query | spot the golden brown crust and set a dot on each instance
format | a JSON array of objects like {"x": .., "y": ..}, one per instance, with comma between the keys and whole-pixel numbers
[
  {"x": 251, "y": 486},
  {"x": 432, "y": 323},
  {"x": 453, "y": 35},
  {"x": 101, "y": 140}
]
-.-.-
> **TASK DETAILS**
Reproduce these rows verbatim, one after another, preserving every character.

> **TASK OUTPUT**
query | spot the golden brown crust and set a dot on each instance
format | a JSON array of objects like {"x": .., "y": ..}, one per instance, with comma between the keys and whole-pixel numbers
[
  {"x": 251, "y": 486},
  {"x": 432, "y": 323},
  {"x": 453, "y": 35},
  {"x": 101, "y": 140}
]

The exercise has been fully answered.